▶ GIVEN EXERCISE 1
Pick out every line of the rows below that contains the string "saddle" and copy each one. Case counts.

▶ DOCUMENT
-- Start --
Headliners: Early Australasian Press Biographies
The Centre for Media History at Macquarie University hosted a one-day symposium on 23 November 2010 on biographical approaches in press history, especially in the nineteenth and early twentieth centuries. The symposium was held in the Mitchell Wing of the State Library of New South Wales and was convened by Professor Denis Cryle, Central Queensland University and Dr Elizabeth Morrison, independent scholar. Papers from the event were published as a special edition of Australian Journalism Review in December 2011.
Attendees at the Headliners Symposium
Symposium CMH representatives and Convenors
Denis Cryle presenting on 'Telegraph Todd'
Paper Abstracts and Selected Audio from the Symposium
Fr Francis Mihalic: Father of Wantok, or Its Midwife?
Fr Frank Mihalic is usually credited as the father of PNG's Tok Pisin weekly, Wantok, but it sometimes seems that his role was more akin to that of a midwife safely delivering and then keeping alive a ragged infant fathered by somebody else. Reflecting on his life shortly before he died, Mihalic described himself as having spent it being the assistant, the part timer, the odd job man sent to fill in the gaps and keep things going until somebody else could take over the reins. This prompts the question of whether that is how he saw his tenure on Wantok. Mihalic's fierce devotion to it, his sometimes obsessive belief in what he was doing and his determination to keep the paper going against all the odds has obscured the fact that Wantok was not his idea, that he was not even the first choice for the job and that he would have been much happier writing radio scripts than editing a newspaper. Outside PNG, Mihalic is better remembered as the editor of the Jacaranda dictionary of Tok Pisin and as a pioneer in the study of what became PNG's dominant lingua franca. Drawing on interviews with Mihalic and Bishop Arkfeld made in the early 1990s, a largely unseen manuscript history of the early days of Wantok written by Mihalic and material from the archives in the Society of the Divine Word's mother house in Mt Hagen, this paper seeks to present a picture of a man who was at once a priest, a publisher, a propagandist for his own efforts, a linguist, a lecturer and a cause of bewilderment to the very bishops whose work he was supposed to be doing.
-- End --
▶ GIVEN EXERCISE 2
Reproduce the symposium page above word for word, in full.

▶ THE DATA
-- Start --
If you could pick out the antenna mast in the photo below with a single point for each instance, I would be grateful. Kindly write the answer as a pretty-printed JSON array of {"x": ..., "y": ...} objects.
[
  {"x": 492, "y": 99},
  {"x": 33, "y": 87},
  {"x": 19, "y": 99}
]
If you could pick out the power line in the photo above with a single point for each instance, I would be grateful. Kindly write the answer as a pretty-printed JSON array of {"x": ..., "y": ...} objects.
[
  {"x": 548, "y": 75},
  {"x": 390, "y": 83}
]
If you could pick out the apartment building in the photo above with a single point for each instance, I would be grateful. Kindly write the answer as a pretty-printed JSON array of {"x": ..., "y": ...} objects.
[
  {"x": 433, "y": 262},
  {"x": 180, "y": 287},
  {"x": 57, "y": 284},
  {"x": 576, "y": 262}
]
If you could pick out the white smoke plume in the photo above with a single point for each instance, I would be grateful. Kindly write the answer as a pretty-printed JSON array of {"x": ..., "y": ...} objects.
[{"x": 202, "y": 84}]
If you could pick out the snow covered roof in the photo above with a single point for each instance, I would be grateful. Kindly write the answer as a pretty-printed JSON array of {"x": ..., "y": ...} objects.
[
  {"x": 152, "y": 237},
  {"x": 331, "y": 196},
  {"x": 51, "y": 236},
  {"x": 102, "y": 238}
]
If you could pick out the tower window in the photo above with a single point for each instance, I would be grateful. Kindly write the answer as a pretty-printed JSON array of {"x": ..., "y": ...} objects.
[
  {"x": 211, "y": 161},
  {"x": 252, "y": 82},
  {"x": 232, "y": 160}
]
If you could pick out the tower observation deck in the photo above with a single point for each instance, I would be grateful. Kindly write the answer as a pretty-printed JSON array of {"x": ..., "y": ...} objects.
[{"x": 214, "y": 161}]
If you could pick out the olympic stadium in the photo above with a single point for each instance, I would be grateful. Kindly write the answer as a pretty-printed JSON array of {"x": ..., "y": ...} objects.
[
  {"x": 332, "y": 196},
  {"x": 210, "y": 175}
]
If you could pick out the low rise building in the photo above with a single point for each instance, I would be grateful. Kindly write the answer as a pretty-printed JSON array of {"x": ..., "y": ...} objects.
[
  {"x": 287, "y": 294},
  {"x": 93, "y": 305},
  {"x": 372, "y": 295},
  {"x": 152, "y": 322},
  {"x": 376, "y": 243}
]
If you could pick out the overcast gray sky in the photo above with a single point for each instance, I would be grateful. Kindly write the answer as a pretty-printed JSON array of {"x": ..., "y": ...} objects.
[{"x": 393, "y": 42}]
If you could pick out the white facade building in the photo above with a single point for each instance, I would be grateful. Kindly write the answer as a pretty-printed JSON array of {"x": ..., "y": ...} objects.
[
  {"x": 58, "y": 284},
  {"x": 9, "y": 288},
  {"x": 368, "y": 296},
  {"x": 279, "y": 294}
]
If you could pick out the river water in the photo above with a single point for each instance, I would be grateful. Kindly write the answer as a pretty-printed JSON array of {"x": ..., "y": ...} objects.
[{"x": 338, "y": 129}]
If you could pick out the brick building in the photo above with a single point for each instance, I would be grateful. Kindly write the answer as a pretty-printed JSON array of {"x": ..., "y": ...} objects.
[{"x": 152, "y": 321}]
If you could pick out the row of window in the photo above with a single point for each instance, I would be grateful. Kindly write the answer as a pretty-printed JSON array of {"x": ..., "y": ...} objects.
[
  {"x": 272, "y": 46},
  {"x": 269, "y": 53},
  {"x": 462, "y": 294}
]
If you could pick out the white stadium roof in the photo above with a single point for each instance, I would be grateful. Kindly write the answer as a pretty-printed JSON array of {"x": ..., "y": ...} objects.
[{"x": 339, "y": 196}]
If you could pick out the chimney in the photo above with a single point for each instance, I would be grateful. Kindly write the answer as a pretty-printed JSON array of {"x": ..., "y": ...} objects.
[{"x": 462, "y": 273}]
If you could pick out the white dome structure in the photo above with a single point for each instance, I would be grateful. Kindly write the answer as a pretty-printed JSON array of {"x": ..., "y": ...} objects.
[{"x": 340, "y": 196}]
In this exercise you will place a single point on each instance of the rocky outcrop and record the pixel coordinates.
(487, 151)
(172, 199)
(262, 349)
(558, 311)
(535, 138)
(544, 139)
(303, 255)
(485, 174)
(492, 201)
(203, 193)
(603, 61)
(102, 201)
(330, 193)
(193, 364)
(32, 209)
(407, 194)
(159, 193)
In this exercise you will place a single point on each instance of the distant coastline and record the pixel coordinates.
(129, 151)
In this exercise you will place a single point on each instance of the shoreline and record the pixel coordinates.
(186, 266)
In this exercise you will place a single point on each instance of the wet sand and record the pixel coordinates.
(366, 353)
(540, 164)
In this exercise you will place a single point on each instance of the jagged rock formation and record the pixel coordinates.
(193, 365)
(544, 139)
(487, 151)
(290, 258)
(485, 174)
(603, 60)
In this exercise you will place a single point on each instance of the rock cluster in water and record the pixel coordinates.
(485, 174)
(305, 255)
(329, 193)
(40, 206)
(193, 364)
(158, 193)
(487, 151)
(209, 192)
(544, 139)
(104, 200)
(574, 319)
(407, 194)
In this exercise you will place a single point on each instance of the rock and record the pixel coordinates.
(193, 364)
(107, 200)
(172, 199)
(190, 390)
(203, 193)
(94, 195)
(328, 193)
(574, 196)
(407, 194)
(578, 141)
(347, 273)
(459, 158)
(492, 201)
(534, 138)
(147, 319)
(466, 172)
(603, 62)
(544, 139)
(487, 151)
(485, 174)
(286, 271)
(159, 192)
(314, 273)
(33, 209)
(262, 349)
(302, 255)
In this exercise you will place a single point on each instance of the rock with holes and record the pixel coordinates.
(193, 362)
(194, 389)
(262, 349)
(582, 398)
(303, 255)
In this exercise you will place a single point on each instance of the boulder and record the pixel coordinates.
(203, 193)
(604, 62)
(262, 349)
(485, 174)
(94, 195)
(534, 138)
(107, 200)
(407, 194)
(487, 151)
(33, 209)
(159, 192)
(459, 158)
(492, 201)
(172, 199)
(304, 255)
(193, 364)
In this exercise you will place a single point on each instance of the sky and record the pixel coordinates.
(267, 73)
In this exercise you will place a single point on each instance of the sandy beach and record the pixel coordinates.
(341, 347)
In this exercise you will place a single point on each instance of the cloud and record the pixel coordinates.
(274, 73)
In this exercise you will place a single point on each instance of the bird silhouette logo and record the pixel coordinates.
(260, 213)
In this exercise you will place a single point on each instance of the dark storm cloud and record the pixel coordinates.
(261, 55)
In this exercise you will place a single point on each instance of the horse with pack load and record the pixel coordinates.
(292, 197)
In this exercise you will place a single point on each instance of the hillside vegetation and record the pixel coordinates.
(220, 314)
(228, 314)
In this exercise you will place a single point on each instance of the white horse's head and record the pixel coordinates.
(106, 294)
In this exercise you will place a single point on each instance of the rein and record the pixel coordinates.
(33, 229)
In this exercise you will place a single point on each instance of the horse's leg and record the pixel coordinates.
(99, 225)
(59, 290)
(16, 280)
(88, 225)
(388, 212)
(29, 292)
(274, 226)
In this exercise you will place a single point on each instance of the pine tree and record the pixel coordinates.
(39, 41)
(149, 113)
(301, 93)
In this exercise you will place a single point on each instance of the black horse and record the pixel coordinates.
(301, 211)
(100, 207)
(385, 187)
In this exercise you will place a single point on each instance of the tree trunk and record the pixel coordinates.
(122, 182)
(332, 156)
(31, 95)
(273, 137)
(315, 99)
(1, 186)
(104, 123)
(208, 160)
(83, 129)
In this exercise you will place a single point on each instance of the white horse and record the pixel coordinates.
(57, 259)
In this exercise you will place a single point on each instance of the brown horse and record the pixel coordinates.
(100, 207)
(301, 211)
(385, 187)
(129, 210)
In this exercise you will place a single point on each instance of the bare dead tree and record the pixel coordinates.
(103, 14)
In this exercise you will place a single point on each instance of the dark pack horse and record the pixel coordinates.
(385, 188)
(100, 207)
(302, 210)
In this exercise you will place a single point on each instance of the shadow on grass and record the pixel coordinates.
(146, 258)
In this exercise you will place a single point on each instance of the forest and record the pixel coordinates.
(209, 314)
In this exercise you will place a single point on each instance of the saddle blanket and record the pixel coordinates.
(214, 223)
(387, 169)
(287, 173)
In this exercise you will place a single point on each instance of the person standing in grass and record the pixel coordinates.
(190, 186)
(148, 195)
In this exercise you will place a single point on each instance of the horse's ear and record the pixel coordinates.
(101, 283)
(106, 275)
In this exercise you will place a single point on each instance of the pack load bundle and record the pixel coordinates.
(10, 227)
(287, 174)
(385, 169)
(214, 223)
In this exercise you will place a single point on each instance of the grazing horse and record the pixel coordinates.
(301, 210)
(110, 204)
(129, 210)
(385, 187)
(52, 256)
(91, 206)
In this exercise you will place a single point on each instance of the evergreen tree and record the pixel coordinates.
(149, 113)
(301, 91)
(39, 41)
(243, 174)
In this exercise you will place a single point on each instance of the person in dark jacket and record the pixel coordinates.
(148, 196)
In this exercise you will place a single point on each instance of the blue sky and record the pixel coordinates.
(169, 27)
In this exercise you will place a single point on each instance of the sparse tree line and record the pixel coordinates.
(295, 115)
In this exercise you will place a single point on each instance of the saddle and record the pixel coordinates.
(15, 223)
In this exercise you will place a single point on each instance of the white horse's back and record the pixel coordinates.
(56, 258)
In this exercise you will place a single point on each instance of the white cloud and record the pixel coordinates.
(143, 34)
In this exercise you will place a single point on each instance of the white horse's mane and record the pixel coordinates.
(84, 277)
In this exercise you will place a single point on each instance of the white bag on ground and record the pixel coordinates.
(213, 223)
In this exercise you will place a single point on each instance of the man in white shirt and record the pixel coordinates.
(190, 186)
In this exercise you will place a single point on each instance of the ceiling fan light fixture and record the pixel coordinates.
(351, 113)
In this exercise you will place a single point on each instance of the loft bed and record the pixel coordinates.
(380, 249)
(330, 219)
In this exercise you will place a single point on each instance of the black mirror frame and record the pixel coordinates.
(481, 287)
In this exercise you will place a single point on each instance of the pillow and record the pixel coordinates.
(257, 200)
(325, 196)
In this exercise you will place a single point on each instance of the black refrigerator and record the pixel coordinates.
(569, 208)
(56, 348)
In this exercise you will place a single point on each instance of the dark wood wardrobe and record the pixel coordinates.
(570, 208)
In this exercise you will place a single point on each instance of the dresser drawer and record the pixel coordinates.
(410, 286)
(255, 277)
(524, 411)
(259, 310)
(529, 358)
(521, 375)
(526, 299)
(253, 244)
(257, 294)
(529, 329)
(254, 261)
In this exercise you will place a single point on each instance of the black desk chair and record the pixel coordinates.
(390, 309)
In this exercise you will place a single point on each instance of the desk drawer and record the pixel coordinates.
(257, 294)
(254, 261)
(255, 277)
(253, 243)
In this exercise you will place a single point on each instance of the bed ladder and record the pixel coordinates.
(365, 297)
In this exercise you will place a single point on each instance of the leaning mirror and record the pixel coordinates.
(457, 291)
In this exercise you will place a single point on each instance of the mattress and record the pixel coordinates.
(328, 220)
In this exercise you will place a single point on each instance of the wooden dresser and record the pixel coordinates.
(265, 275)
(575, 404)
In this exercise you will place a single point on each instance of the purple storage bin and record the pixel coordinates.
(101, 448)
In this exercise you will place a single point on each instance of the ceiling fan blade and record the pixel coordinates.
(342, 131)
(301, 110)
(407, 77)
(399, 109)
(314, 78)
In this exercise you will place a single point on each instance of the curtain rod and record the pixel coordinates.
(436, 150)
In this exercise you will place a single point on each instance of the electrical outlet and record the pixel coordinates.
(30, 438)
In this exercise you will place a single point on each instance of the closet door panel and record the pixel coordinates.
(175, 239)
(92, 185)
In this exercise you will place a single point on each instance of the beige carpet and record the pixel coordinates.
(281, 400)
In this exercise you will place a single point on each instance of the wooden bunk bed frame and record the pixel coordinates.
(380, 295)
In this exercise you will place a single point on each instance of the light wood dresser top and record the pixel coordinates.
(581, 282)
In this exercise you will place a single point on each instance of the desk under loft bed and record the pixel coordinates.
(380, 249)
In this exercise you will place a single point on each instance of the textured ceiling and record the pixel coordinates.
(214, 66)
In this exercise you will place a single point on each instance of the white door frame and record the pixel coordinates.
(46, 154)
-- End --
▶ WRITTEN ANSWER 1
In this exercise you will place a single point on each instance of the saddle blanket and record the pixel coordinates.
In this exercise you will place a single point on each instance of the saddle and record the pixel coordinates.

▶ WRITTEN ANSWER 2
Headliners: Early Australasian Press Biographies
The Centre for Media History at Macquarie University hosted a one-day symposium on 23 November 2010 on biographical approaches in press history, especially in the nineteenth and early twentieth centuries. The symposium was held in the Mitchell Wing of the State Library of New South Wales and was convened by Professor Denis Cryle, Central Queensland University and Dr Elizabeth Morrison, independent scholar. Papers from the event were published as a special edition of Australian Journalism Review in December 2011.
Attendees at the Headliners Symposium
Symposium CMH representatives and Convenors
Denis Cryle presenting on 'Telegraph Todd'
Paper Abstracts and Selected Audio from the Symposium
Fr Francis Mihalic: Father of Wantok, or Its Midwife?
Fr Frank Mihalic is usually credited as the father of PNG's Tok Pisin weekly, Wantok, but it sometimes seems that his role was more akin to that of a midwife safely delivering and then keeping alive a ragged infant fathered by somebody else. Reflecting on his life shortly before he died, Mihalic described himself as having spent it being the assistant, the part timer, the odd job man sent to fill in the gaps and keep things going until somebody else could take over the reins. This prompts the question of whether that is how he saw his tenure on Wantok. Mihalic's fierce devotion to it, his sometimes obsessive belief in what he was doing and his determination to keep the paper going against all the odds has obscured the fact that Wantok was not his idea, that he was not even the first choice for the job and that he would have been much happier writing radio scripts than editing a newspaper. Outside PNG, Mihalic is better remembered as the editor of the Jacaranda dictionary of Tok Pisin and as a pioneer in the study of what became PNG's dominant lingua franca. Drawing on interviews with Mihalic and Bishop Arkfeld made in the early 1990s, a largely unseen manuscript history of the early days of Wantok written by Mihalic and material from the archives in the Society of the Divine Word's mother house in Mt Hagen, this paper seeks to present a picture of a man who was at once a priest, a publisher, a propagandist for his own efforts, a linguist, a lecturer and a cause of bewilderment to the very bishops whose work he was supposed to be doing.